# WHAT YOU ARE ASKED TO DO
A line containing "Put a marker on every instance of the shrub" appears in the material below. Return exactly every line from the first through that one, and only those.

# SUPPLIED RECORDS
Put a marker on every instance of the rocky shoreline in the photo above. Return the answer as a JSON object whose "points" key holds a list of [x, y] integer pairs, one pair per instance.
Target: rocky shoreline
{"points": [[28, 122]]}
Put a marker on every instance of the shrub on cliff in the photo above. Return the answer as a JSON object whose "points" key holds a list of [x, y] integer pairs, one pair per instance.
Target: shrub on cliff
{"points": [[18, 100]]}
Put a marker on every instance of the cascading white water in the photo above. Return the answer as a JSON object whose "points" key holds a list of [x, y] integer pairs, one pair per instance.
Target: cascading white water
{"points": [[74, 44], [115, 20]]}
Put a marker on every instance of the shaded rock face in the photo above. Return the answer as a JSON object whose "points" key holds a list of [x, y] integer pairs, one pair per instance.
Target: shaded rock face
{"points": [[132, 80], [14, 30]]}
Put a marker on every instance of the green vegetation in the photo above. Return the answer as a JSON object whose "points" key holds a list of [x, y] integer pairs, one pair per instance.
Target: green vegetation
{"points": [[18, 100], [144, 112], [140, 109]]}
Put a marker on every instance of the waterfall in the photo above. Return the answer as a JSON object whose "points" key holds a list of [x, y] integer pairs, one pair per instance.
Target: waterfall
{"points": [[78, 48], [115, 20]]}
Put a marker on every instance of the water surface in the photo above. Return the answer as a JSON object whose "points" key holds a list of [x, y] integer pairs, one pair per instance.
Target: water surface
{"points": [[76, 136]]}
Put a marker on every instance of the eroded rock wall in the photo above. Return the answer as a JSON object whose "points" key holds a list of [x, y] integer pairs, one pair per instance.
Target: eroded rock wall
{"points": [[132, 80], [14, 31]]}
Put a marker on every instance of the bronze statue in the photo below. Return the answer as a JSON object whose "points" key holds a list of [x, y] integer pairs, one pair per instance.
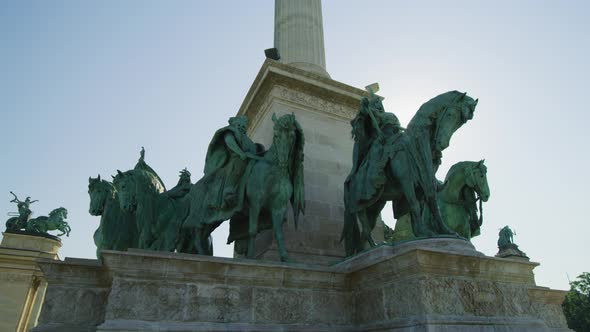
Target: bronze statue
{"points": [[393, 164], [239, 175], [19, 222], [117, 229], [42, 224], [458, 196]]}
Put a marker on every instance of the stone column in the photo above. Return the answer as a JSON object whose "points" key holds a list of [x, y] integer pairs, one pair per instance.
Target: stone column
{"points": [[299, 34]]}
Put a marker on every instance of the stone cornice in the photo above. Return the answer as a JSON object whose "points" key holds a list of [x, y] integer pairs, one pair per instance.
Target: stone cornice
{"points": [[277, 80]]}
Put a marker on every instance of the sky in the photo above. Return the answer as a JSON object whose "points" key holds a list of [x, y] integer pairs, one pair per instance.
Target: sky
{"points": [[83, 85]]}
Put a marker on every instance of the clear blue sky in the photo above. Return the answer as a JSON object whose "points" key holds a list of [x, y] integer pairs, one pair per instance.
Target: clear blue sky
{"points": [[83, 85]]}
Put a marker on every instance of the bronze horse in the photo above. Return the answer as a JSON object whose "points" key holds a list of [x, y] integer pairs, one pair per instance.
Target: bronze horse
{"points": [[400, 166]]}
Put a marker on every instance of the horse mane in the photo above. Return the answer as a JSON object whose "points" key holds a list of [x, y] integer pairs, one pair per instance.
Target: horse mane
{"points": [[96, 182], [147, 178], [59, 210], [458, 167], [431, 108]]}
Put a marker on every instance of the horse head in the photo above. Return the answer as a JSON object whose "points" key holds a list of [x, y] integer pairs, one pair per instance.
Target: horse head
{"points": [[58, 214], [126, 187], [476, 178], [99, 191], [455, 110], [136, 187], [288, 143]]}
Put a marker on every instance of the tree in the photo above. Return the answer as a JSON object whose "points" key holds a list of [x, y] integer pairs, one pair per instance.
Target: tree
{"points": [[576, 305]]}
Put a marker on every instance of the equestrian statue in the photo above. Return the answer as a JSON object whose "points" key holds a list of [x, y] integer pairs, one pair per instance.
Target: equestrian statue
{"points": [[394, 164]]}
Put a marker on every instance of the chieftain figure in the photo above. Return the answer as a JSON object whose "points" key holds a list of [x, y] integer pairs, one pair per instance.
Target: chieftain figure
{"points": [[219, 194], [505, 237], [117, 229], [393, 164], [506, 246], [240, 179]]}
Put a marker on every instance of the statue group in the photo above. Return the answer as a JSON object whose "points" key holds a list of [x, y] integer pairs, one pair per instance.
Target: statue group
{"points": [[22, 221], [242, 181], [394, 164], [252, 187]]}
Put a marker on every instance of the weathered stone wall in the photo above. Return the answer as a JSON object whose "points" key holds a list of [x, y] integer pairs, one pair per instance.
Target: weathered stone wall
{"points": [[76, 298], [411, 287]]}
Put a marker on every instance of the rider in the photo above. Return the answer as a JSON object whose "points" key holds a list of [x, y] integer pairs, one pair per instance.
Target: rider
{"points": [[182, 187], [24, 212], [376, 133], [227, 158]]}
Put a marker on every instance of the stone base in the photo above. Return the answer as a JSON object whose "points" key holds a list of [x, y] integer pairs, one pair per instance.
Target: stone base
{"points": [[428, 285], [22, 286], [511, 251]]}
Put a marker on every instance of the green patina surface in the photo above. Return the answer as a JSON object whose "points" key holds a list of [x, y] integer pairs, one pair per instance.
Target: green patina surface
{"points": [[241, 182], [399, 165], [43, 224]]}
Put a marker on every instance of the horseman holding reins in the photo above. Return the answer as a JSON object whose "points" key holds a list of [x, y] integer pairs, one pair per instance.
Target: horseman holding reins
{"points": [[24, 213]]}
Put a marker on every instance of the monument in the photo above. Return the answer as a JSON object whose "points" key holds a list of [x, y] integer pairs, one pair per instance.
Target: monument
{"points": [[334, 155], [22, 285]]}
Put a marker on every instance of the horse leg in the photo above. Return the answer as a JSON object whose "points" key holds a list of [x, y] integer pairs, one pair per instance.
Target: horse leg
{"points": [[410, 195], [277, 225], [197, 242], [366, 228], [440, 224], [252, 228]]}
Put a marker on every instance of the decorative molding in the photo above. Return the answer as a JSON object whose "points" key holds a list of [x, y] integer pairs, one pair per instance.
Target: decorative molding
{"points": [[314, 102], [15, 277], [302, 99]]}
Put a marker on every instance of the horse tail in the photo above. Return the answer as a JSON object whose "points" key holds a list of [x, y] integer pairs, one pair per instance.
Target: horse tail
{"points": [[298, 197], [350, 233]]}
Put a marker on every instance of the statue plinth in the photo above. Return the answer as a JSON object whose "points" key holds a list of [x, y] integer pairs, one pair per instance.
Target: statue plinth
{"points": [[21, 281], [423, 285], [511, 250], [324, 108]]}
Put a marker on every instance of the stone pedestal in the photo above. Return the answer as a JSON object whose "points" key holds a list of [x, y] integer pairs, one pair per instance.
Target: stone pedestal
{"points": [[427, 285], [324, 108], [22, 286]]}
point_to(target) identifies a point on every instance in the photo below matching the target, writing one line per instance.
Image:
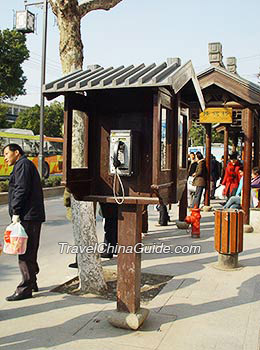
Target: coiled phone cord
(119, 200)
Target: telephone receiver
(117, 148)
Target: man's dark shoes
(35, 287)
(73, 265)
(17, 296)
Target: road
(53, 265)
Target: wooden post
(208, 158)
(183, 204)
(248, 139)
(256, 144)
(225, 146)
(129, 264)
(234, 143)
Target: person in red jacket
(232, 177)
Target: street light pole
(43, 74)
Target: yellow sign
(216, 115)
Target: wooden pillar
(256, 144)
(129, 264)
(225, 146)
(208, 158)
(234, 143)
(183, 204)
(247, 123)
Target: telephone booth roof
(167, 74)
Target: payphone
(120, 152)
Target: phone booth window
(79, 151)
(164, 125)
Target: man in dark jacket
(25, 199)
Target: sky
(147, 31)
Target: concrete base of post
(128, 320)
(255, 219)
(248, 229)
(227, 262)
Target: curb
(47, 193)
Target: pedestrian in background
(25, 201)
(231, 178)
(214, 175)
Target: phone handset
(118, 154)
(118, 159)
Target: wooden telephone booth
(135, 129)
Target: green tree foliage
(13, 52)
(53, 119)
(197, 135)
(3, 112)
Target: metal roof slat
(152, 73)
(128, 74)
(165, 73)
(135, 77)
(84, 82)
(112, 77)
(50, 85)
(72, 83)
(66, 79)
(95, 82)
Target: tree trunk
(84, 229)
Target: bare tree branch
(54, 7)
(91, 5)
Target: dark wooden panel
(129, 264)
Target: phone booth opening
(132, 148)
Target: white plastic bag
(219, 192)
(15, 239)
(191, 188)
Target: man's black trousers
(28, 261)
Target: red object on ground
(194, 220)
(7, 236)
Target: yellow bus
(53, 147)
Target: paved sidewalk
(200, 308)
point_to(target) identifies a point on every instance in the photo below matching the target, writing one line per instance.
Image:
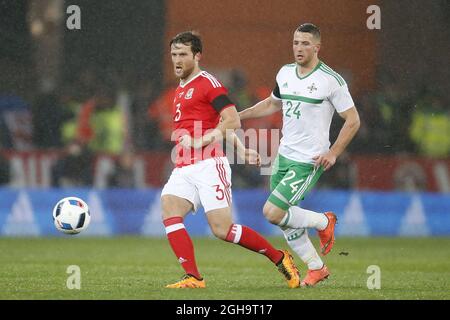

# RESULT FOR THIS TASK
Put a marker on every instance of the rocky shoreline in the photo above. Return the answer as a JSON object whose "points" key holds a list of [x, y] integer pairs, one pair per instance.
Target: rocky shoreline
{"points": [[28, 122]]}
Put a marker on every instance of the shrub on cliff in the photo above. Return the answer as a JSON object whose "points" key holds a list of [x, y] integer pairs, one pair per instance.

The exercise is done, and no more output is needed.